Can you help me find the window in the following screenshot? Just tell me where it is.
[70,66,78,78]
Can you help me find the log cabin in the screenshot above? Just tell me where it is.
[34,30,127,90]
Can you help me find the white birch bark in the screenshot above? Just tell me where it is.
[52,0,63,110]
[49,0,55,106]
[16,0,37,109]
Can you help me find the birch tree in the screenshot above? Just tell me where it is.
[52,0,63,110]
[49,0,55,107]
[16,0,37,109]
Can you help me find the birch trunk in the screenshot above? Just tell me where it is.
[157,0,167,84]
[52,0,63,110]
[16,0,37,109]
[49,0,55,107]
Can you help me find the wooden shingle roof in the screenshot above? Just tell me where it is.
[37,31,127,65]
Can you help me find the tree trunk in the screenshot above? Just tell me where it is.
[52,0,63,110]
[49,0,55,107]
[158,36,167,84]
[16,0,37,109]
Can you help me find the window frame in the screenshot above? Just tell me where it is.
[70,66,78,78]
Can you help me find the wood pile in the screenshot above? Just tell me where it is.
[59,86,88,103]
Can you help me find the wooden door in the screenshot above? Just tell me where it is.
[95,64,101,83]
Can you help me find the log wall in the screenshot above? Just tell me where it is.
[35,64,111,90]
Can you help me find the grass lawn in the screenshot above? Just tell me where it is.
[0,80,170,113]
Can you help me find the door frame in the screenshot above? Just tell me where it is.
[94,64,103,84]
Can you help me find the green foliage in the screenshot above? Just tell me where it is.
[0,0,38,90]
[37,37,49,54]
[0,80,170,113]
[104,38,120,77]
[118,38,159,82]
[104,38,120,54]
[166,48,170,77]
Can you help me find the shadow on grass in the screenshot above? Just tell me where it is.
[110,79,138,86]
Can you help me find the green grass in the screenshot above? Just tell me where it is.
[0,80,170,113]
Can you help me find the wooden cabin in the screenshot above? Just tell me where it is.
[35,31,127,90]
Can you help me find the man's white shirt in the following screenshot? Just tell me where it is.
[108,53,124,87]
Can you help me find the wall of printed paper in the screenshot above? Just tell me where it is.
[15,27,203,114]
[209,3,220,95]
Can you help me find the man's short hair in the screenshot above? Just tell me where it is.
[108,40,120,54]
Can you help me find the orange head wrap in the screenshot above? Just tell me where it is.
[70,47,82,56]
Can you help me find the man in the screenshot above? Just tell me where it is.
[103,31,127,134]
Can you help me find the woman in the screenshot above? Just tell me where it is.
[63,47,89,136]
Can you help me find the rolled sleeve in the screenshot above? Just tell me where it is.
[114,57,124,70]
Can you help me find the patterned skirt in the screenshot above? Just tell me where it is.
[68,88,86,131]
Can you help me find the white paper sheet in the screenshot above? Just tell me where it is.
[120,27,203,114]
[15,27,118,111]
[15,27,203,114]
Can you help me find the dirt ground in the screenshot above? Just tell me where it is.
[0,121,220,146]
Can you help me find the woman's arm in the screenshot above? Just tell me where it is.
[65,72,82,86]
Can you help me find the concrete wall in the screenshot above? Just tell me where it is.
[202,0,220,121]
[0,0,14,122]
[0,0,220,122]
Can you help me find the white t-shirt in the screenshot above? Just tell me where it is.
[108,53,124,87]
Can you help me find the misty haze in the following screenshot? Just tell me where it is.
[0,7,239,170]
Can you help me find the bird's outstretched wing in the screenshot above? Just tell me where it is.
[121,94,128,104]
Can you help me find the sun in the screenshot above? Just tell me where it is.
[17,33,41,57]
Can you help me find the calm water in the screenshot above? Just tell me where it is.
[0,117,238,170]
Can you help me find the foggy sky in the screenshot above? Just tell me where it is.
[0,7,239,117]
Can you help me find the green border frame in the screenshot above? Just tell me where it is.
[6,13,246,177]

...

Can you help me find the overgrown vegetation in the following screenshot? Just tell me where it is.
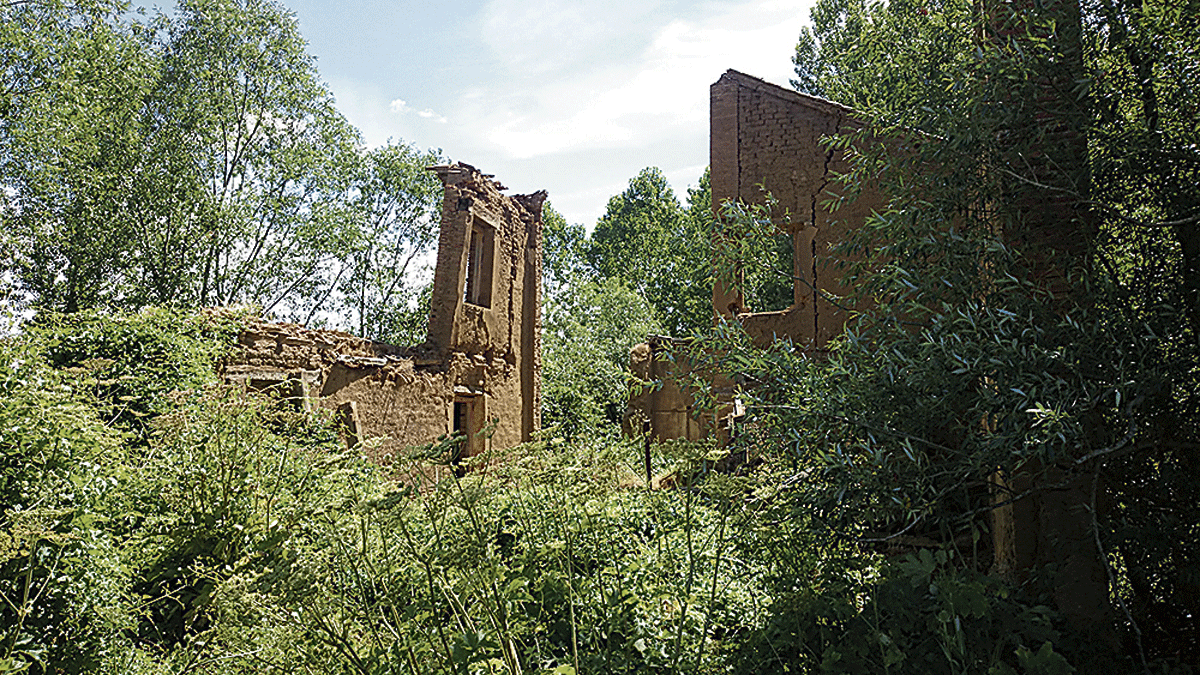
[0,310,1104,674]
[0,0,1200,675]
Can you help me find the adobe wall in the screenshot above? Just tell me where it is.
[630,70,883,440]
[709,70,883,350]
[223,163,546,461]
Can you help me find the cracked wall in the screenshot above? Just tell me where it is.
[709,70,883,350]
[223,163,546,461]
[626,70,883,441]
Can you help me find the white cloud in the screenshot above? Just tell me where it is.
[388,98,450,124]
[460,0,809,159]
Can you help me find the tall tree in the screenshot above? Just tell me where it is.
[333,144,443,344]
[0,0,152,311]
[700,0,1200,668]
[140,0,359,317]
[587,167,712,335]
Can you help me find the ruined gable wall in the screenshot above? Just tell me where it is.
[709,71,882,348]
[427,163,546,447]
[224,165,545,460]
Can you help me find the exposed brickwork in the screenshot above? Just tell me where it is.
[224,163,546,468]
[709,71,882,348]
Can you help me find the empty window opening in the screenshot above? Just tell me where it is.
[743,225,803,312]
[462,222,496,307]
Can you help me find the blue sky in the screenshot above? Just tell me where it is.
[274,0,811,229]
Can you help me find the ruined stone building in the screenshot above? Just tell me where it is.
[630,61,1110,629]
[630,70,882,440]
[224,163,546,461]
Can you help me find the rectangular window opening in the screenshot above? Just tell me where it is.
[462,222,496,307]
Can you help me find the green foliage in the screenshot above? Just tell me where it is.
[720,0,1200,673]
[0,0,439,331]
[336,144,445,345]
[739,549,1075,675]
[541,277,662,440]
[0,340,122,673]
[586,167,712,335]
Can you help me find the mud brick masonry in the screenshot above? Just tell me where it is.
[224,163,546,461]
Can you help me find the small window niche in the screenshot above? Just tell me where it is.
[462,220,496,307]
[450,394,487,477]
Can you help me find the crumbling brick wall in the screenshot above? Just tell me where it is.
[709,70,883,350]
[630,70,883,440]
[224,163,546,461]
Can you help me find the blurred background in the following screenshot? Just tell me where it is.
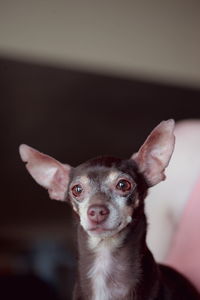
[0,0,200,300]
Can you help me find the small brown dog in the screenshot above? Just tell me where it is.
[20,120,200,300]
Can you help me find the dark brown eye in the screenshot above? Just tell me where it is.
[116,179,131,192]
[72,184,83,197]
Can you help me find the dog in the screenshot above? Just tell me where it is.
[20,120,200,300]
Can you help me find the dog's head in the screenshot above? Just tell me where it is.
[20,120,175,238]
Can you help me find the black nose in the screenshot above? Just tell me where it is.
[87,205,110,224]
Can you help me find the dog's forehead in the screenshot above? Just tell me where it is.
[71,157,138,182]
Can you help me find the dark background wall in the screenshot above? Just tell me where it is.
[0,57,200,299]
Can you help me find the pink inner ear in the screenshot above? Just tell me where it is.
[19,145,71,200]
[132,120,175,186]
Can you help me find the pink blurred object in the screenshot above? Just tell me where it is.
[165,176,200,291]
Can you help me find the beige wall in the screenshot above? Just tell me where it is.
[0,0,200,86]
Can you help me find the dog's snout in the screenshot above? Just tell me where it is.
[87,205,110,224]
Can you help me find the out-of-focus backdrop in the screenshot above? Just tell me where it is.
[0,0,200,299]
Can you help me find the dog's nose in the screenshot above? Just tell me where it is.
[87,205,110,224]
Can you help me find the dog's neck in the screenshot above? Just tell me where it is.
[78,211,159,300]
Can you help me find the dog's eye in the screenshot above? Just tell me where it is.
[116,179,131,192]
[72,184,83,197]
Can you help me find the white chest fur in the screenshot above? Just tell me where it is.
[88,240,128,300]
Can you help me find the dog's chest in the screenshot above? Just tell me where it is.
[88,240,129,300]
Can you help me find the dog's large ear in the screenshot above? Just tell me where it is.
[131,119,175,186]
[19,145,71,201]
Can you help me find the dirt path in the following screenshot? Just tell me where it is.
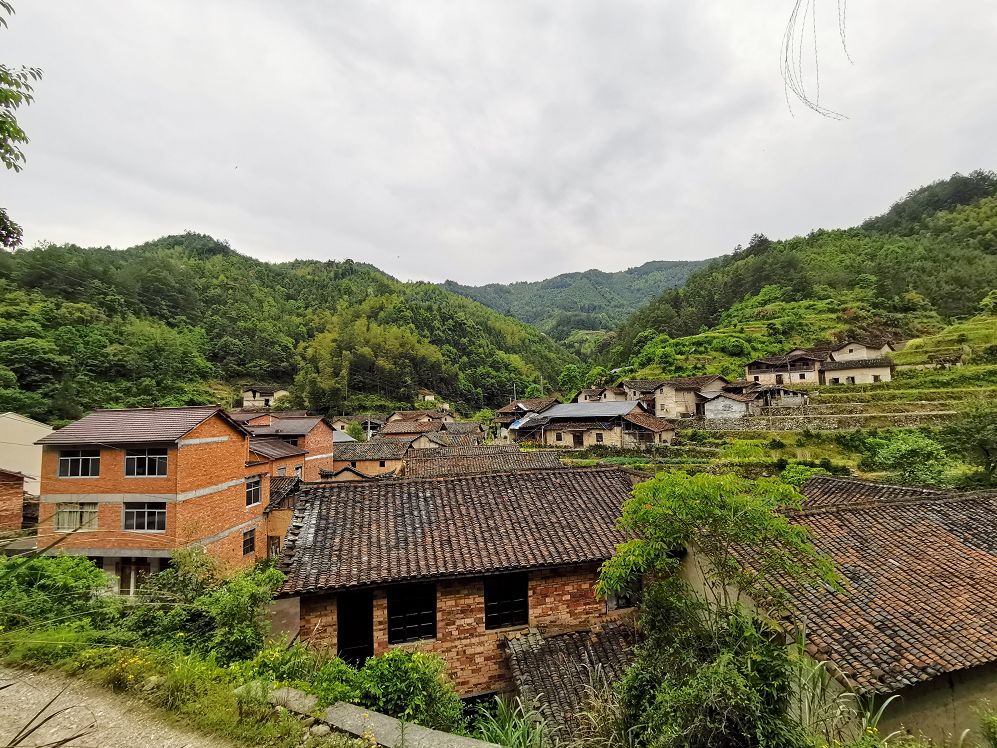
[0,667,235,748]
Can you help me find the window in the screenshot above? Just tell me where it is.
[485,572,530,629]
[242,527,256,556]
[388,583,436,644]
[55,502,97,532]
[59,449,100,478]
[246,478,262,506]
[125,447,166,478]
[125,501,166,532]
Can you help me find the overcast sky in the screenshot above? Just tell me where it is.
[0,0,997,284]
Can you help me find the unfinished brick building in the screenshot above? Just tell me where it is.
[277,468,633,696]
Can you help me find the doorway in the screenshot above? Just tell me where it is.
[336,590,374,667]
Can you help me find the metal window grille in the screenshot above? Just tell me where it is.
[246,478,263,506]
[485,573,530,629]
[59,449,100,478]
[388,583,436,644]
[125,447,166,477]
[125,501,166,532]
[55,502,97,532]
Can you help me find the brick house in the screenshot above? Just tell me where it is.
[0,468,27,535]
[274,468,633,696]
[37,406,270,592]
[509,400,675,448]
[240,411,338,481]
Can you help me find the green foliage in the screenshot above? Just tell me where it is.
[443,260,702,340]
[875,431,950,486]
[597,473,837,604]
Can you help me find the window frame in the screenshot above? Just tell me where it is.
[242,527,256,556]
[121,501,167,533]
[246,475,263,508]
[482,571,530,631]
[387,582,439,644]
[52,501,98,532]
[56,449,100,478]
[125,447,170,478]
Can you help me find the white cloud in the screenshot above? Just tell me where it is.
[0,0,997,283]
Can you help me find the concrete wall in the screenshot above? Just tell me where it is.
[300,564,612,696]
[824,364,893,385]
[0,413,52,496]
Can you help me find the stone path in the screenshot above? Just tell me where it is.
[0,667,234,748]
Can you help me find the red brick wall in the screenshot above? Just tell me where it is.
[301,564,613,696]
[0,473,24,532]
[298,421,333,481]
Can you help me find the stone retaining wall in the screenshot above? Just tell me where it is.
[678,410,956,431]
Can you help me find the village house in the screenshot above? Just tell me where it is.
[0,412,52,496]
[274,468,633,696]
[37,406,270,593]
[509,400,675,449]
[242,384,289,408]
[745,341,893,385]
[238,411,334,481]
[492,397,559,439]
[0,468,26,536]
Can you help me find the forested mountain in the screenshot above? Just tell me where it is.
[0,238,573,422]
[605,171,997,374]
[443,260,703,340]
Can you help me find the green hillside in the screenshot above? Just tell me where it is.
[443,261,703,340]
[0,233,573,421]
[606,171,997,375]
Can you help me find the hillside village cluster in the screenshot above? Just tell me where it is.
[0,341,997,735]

--

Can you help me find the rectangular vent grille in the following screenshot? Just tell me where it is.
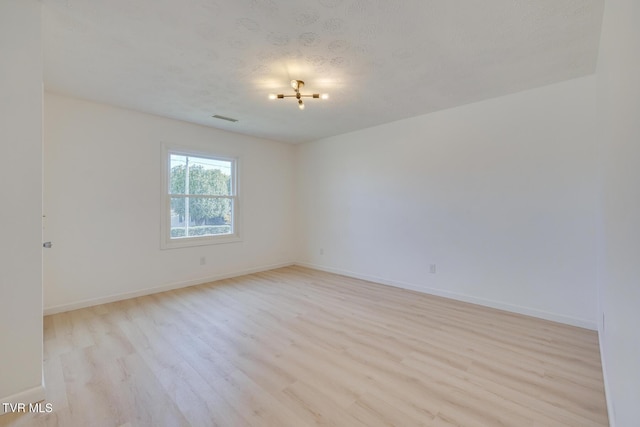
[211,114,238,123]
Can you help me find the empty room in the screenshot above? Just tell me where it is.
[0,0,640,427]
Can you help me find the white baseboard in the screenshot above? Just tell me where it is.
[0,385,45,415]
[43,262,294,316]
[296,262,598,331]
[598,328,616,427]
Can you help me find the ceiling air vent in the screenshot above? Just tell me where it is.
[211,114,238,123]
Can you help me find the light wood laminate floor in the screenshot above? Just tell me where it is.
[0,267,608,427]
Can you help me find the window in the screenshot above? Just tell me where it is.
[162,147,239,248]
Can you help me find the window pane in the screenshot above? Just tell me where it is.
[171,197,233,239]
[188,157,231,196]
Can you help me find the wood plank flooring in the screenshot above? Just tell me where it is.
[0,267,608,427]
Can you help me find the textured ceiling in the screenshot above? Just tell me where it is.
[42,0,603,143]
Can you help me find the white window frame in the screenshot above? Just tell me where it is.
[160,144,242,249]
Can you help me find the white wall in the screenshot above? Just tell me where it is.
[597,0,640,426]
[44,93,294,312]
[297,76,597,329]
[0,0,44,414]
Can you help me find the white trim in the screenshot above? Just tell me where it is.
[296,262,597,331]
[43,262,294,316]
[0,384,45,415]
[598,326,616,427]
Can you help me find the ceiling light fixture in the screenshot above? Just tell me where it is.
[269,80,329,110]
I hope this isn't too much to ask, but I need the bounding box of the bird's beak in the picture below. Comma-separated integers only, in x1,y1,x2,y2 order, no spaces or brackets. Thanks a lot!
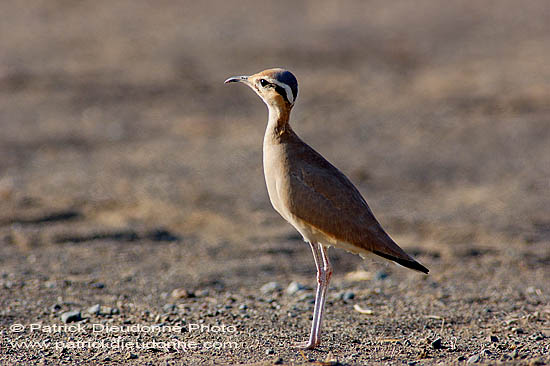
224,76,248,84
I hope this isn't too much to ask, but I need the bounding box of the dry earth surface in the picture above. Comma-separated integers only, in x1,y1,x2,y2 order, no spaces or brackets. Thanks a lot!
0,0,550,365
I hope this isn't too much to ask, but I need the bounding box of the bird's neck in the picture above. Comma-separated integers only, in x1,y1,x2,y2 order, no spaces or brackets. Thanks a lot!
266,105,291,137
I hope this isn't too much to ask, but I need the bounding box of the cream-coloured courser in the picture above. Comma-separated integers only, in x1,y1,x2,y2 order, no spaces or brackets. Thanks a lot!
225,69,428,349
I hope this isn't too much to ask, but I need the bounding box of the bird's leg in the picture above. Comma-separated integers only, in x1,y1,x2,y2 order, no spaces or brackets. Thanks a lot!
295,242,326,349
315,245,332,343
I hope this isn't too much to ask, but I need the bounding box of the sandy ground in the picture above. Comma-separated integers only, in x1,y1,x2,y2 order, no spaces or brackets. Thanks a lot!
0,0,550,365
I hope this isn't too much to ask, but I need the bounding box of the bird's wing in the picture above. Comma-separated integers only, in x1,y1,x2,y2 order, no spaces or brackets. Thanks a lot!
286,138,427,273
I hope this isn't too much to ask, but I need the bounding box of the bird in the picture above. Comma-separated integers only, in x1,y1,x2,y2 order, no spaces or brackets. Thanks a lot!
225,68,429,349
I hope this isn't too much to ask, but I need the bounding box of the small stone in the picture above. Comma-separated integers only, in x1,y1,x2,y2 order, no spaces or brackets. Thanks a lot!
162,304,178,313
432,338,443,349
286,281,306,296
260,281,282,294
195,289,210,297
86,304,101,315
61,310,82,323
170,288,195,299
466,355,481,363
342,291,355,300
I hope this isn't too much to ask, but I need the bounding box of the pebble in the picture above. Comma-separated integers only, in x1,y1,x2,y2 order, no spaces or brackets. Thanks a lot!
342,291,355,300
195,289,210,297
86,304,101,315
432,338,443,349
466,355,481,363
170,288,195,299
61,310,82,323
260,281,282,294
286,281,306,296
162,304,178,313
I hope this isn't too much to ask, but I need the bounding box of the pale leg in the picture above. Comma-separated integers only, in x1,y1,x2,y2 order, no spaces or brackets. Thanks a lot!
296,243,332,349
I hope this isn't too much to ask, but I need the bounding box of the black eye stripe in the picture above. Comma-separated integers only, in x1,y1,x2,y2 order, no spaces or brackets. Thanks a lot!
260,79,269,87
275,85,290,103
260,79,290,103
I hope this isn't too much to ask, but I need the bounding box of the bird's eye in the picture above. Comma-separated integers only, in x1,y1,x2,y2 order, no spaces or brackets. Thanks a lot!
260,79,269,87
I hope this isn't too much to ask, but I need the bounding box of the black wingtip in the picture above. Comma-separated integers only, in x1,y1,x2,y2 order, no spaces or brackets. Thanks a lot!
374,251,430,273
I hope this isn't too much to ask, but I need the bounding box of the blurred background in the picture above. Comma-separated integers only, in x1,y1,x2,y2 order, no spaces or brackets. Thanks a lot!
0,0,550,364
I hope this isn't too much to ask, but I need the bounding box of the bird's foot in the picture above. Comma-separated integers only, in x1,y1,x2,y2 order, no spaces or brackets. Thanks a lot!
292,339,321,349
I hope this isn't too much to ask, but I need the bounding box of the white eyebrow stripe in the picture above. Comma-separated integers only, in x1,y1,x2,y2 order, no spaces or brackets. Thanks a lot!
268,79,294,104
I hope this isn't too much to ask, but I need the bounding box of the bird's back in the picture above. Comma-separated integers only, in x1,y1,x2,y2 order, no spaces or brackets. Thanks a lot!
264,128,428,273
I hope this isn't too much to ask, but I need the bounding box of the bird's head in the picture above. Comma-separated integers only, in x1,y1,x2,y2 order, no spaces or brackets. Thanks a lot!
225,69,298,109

## AIM OF THE TASK
Shift every bounding-box coordinate by +64 in the records between the lines holding "Can you help me find the birch trunk" and "[59,86,88,103]", inclusive. Reproduce only those lines, requests included, leaving everything except the coordinates unchanged.

## FULL OUTPUT
Can you help me find the birch trunk in the screenshot above? Just tell me where it is.
[221,64,231,148]
[116,64,127,174]
[80,64,101,173]
[113,64,119,171]
Can you help me find the wooden shingle roof in the screenshot above? Just tell me where it is.
[101,95,191,129]
Can you help me find the tree trunk in the screenshot above? Just tell me where it is.
[116,64,127,174]
[113,64,119,171]
[222,100,231,148]
[80,64,101,173]
Can you help me find the window frame in the screenshot above? Just tell me where it is.
[134,130,142,142]
Can you help me find the wood pile in the screenshot above? Just tell me where it is.
[123,150,152,167]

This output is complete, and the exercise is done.